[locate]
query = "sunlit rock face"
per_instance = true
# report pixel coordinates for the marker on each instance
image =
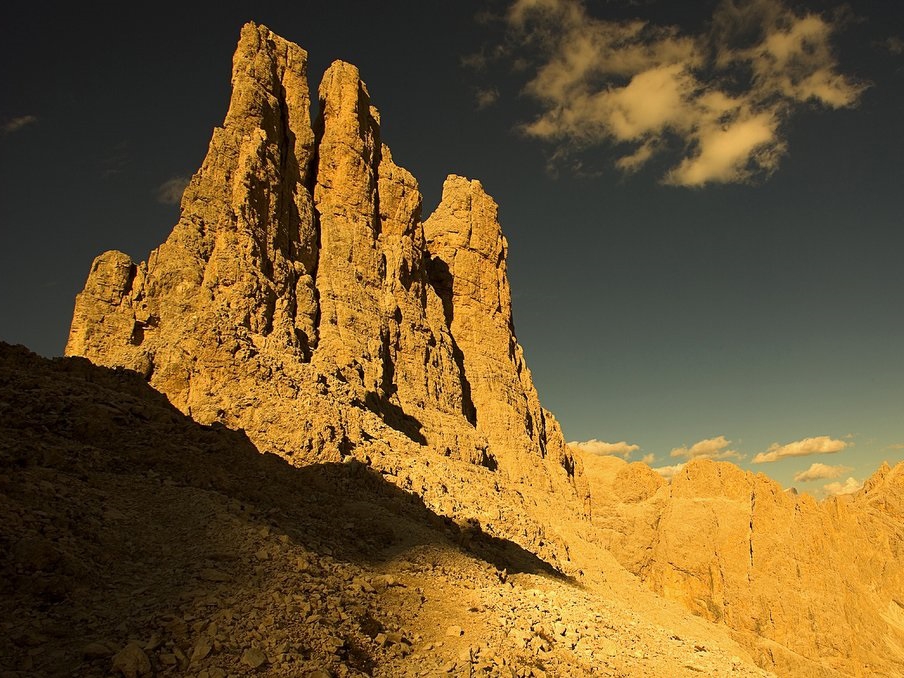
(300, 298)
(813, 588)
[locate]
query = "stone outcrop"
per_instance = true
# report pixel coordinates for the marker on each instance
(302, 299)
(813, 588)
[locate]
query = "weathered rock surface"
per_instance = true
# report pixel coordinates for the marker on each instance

* [WORK TO COMPLETE]:
Only the text is to be copied: please reproduce the records exactly and drop the pictures.

* [FINISHED TASK]:
[locate]
query = "sunlit rock face"
per_instance = true
# report pixel coordinates for the marker on each instance
image =
(300, 298)
(813, 588)
[locate]
query = "stone outcrop"
per_instance = true
# report pixel coordinates for the marker on each instance
(302, 299)
(813, 588)
[locate]
query = "weathered rock surface"
per_instance = true
# report pixel coordinates for the marker on each instance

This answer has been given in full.